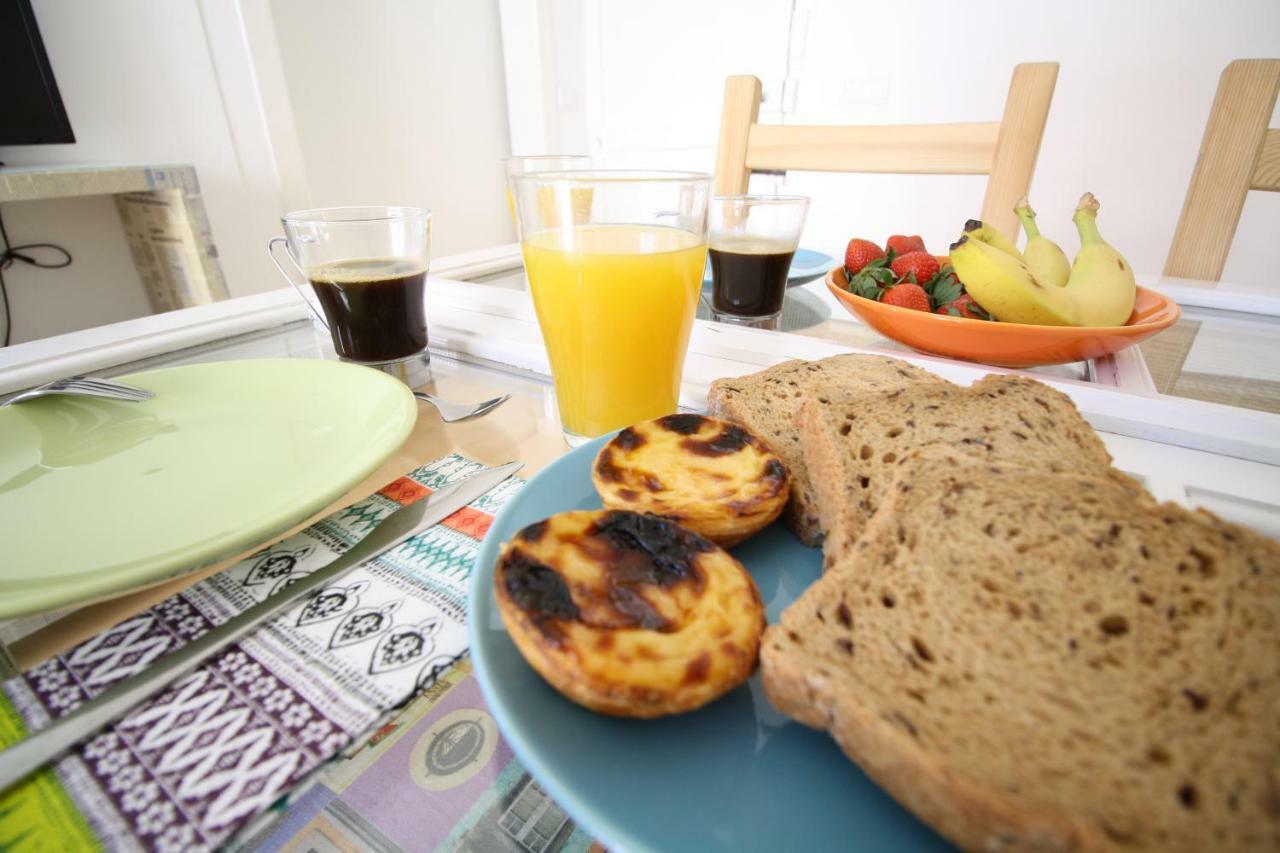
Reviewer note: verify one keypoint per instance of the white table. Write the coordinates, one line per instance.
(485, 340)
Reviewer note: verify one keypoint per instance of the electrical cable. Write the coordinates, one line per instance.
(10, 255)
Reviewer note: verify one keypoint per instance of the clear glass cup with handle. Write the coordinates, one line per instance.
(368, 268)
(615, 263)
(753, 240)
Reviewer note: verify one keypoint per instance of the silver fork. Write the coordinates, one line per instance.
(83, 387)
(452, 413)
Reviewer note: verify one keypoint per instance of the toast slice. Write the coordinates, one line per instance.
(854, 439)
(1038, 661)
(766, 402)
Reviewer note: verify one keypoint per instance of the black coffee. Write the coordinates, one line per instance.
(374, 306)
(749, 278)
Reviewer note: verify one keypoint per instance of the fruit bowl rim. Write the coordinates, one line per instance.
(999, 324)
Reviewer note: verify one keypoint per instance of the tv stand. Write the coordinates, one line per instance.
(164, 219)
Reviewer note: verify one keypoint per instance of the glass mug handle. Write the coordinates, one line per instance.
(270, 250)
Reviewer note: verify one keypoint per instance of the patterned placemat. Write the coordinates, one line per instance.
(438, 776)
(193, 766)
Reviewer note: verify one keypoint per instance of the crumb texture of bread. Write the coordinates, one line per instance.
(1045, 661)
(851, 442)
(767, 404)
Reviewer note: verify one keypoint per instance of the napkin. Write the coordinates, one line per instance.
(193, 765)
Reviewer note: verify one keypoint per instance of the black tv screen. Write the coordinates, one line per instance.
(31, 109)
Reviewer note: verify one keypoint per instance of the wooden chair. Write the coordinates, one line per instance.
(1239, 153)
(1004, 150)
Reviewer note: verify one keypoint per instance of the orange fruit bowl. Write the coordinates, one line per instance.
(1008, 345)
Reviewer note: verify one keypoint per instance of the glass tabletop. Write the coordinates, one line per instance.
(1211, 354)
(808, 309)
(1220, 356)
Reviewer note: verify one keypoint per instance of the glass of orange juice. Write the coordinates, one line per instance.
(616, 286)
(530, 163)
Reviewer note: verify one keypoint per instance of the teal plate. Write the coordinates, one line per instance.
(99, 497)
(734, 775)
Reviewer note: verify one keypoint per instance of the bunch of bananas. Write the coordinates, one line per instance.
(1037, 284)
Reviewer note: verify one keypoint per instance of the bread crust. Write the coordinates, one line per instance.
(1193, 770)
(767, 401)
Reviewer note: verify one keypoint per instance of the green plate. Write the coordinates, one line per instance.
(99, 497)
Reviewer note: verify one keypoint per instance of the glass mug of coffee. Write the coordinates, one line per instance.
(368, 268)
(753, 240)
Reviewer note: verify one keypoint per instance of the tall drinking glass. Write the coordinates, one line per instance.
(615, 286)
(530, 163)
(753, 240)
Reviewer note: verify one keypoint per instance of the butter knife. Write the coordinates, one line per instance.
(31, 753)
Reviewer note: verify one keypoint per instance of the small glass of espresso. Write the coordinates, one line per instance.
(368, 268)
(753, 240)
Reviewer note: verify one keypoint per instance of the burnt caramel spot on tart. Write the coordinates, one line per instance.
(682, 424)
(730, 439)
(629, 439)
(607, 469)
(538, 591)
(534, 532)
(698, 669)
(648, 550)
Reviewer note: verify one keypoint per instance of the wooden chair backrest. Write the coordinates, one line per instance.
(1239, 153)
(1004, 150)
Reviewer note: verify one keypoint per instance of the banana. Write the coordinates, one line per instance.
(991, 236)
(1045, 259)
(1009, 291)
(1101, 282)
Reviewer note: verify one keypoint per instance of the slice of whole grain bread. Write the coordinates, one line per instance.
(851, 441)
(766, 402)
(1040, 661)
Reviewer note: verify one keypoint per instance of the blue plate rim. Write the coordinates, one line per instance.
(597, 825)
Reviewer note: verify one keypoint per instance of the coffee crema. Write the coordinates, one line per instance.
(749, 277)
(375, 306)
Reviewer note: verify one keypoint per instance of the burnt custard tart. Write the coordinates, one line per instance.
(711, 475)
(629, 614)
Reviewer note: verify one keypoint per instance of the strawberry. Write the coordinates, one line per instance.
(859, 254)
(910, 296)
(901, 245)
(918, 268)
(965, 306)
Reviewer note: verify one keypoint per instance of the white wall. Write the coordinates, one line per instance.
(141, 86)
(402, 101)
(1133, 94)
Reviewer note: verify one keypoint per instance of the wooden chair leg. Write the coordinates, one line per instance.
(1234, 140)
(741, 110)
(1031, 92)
########################################
• _Exercise aim_:
Copy out all of the material above word for word, leaving out the pictures.

• _Exercise answer_:
Reviewer note: verify one keypoint per instance of the white table. Write the coordinates, one line per instance.
(485, 340)
Reviewer note: verify one keypoint per instance of the electrical cable. Write the coordinates, one line per instance.
(10, 255)
Reviewer note: verify one keypoint per instance of the clear glass cup with handle. Write the coordinates, one line per instance.
(368, 268)
(615, 263)
(753, 240)
Reviewer note: verify one keypoint per instance of the silver fork. Write the coordinates, one line per instance.
(83, 387)
(452, 413)
Reviewer note: verify one keypoint per instance of the toast slice. Write the coordinates, one line per instance.
(854, 439)
(1038, 661)
(766, 402)
Reviewer note: verify one keypoint per instance of the black coffee. Write the coordinates, one line per instance.
(374, 306)
(749, 278)
Reviewer note: verify one keypoint per instance of the fruit bowl rim. Write the coordinates, one line per instance.
(999, 324)
Reviewer note: verify one keypoint per instance of the tv stand. Write the coordinates, one line per instance.
(164, 219)
Reviewer note: verify one keypoint per instance of the glass mug handle. Write the coordinates, one line per instance.
(270, 250)
Reviewer note: verify one keypoint per instance of the patterned placemat. Write the coordinates, one line per instance.
(438, 776)
(193, 766)
Reviewer note: verify one keypoint per instance of the crumb texture of bread. Write the coordinates, one line per instance.
(1045, 661)
(851, 442)
(767, 404)
Reviewer note: verify one keypoint per instance of the napkin. Write the coordinates, one line per instance.
(193, 765)
Reviewer note: verify one keypoint per instance of the black tv screen. Write the coordinates, one line per instance.
(31, 109)
Reviewer note: verify one keypoint per instance of the wooden chair. Write the coordinates, one line per instance.
(1239, 153)
(1004, 150)
Reviewer note: verify one keypoint per instance of the orange fruit bowl. Write the coordinates, one line per instance.
(1008, 345)
Reviewer note: verify one keypoint per instance of the glass tabletop. Write the coordinates, one line per instance.
(1211, 354)
(808, 309)
(1220, 356)
Reviewer note: verify one keypoint per instance of the glass of orange juice. Write the coordinates, one line per instance.
(616, 286)
(530, 163)
Reviewer note: verify one keypoint per instance of the teal plate. Write the coordinates, one line per instance.
(99, 497)
(734, 775)
Reviewer note: verify one keypoint per instance of the bunch of bananas. Write the coordinates, one line per instance.
(1037, 284)
Reviewer note: verify one keypoint per instance of the bread crust. Write the coordinates, one line per instance.
(1193, 770)
(767, 401)
Reviewer note: verify one keypoint per instance of the green plate. Write the coordinates, one line per instance.
(99, 497)
Reviewer note: verify one keypoint per instance of the glass mug of coffee. Write the coordinates, one line per instance.
(368, 268)
(753, 240)
Reviewer note: verify one keypoint per instance of the tall drinking glass. Write the coordinates, one line per instance.
(615, 286)
(530, 163)
(753, 240)
Reviewer note: verify one keypoint per instance of the butter knife. Write the coordinates, one line per instance.
(31, 753)
Reviewer note: verify one keypoint per instance of the small glass of espresso. Write the coordinates, one line per instance.
(368, 268)
(753, 240)
Reviewer note: verify one keypoint per instance of the burnt caramel spot on tart. Write the coordinates, one line per instance.
(682, 424)
(730, 439)
(629, 439)
(607, 469)
(538, 591)
(534, 532)
(698, 669)
(648, 550)
Reviewer note: verify one keypoint per instance of the wooden chair backrest. Write the coordinates, one line per instance.
(1239, 153)
(1004, 150)
Reviewer note: verify one keypoint per instance of the banana. Write the coordinates, one line per instance.
(991, 236)
(1045, 259)
(1009, 291)
(1101, 282)
Reviewer note: verify one keypoint per instance of the slice of whole grain bread. Write the coordinates, one line per instance.
(851, 441)
(766, 402)
(1040, 661)
Reviewer note: verify one keypoint per instance of the blue plate rim. Write the coordinates, one line per instance.
(597, 825)
Reviewer note: verify one keypoint per instance of the coffee crema. Write the coordinates, one line per instance.
(749, 277)
(375, 306)
Reviewer note: verify one keypoint per instance of the burnt custard tart. Write the coordinates, one line per instance.
(711, 475)
(629, 614)
Reviewer note: verify one keypoint per instance of the strawberry. Write the coordinates, one line per instance.
(859, 254)
(910, 296)
(901, 245)
(918, 268)
(965, 306)
Reviewer note: verify one keypoint per instance of the white wall. Write the coordinates, one line per instance.
(141, 86)
(402, 101)
(1133, 94)
Reviewer note: verify one keypoint per instance of the wooden chair leg. Write the coordinates, one line per instance.
(1234, 140)
(741, 110)
(1031, 92)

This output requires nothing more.